And by “people” I mean single, able-bodied, probably mustachioed men who wanted to help sexually liberate the ladies (or dudes, if that was his thing) and get his groove on. Advertisements in the ‘70s linked waterbeds with sexual experimentation, which clearly worked like a charm because sales soared. Then they went from bachelor pad fixtures to suburban parent’s bedrooms when sales peaked in the 1980s.
One of my friend’s parents had a waterbed that looked like this majestic beaut:
I thought the shelves were awesome— more functional than those decorative metal headboards typically attached to normal beds— and I assumed anyone who had one of these bad boys must’ve been rich.
Turned out I was kind of right. One of the reasons waterbeds stopped being popular was the high cost of maintenance. I’m sure some of you remember what it was like: heating or cooling the water for different seasons, draining it and disassembling it when you had to move, property damage if there was a leak or from the weight of a thick wooden bed frame holding an enormous sack of water. Landlords started banning waterbeds from their rentals and who could blame them?
Wicker furniture was all over the place in the ‘70s and ‘80s and I love-hated it. Most wicker styles at the time gave homes the cool, bohemian look or the tropical island look—both styles I coveted because I grew up embarrassed of how my house was decorated (but that’s a long-ass story for another time). Wicker added a natural element to homes, communicating your environmentalism in the ‘70s and helping offset all the vivid colors that were popular in the ‘80s.
But as soon as I tried to get comfy on one of those wicker sofas or chairs at someone else’s house, a natural fiber or reed jutting out would stab my leg or arm, eventually spurring a subtle phobia. I began to wince every time I was expected to sit on wicker furniture, and that lasted for as long as wicker furniture was popular.
Al Green’s face says a twig is stabbing him in the ass but he knows he looks groovy so “no pain, no gain”.
And who started the trend of molding meals into bizarre unnatural shapes? I’d like to ask them a few questions, namely about their mental health.
From what gelatinous hell did this crawl out of?
What were our parents and grandparents thinking when they hopped on that bandwagon—that these frankenfoods would get us to eat our fish and vegetables?
It should be outlawed to link the words “tuna” and “mousse”.

_Data excerpt_.
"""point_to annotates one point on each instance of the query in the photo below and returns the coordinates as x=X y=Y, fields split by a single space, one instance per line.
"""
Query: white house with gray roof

_Tasks for this exercise_.
1. Rewrite the paragraph beginning "Turned out I was kind of right" from the retro home trends passage as a short bulleted list that keeps its main facts.
2. Name each home trend from the 1970s and 1980s that the retro home trends passage discusses.
3. Continue the retro home trends passage, picking up after its final line about "tuna" and "mousse."

_Expected outputs_.
1.
- High maintenance costs were one reason waterbeds lost popularity.
- Owners had to heat or cool the water for different seasons.
- Moving meant draining and taking the bed apart.
- Leaks, or the weight of a heavy wooden frame holding a large sack of water, could damage property.
- Landlords began banning waterbeds from rentals.

2.
- Waterbeds
- Wicker furniture
- Meals molded into bizarre, unnatural shapes

3.
I’m thankful nobody in my family made these monstrosities. The closest thing I can think of would be those neon-colored Jello molds with all the random fruit segments floating in it. Apparently, the adults in my family knew a tuna-shaped tuna salad would be the least appetizing way to present a meal to us kids. I didn’t and never will want to eat a face.








I was raised by a single dad. When I was a toddler he used to take me to his friend Marty's house and they’d drink and listen to music. I'd sit in Marty's bedroom on his waterbed and watch whatever was on PBS at the time, Sesame Street, Electric Company etc ( it was the 70s). I remember his water bed was made of this black vinyl/rubber-like material and was very wobbly which made it fun to roll back and forth like being in the ocean and being pushed into the shore by a small wave and then pulled out again. One day I rolled too far an got stuck between the mattress and the wooden bed frame and stayed there until my dad came in to check on me. To this day he tells me it is the single funniest thing he's ever seen in his life, and he's 83 years old.
I swear this is true. I totally forgot that I had a waterbed as a kid until reading this. Totally. Completely. Forgot. I vaguely recall the whole family going to the bed store to get waterbeds. I definitely recall what a pain it was to fill them with water from a hose and all that. I remember you had to “burp” them occasionally. I remember feeling like I was riding a wave once during an earthquake. And then the waterbed was gone. I don’t remember when. Was it when I came from college after freshman year? After graduation? Did it remain at my parent’s house for another decade? No clue.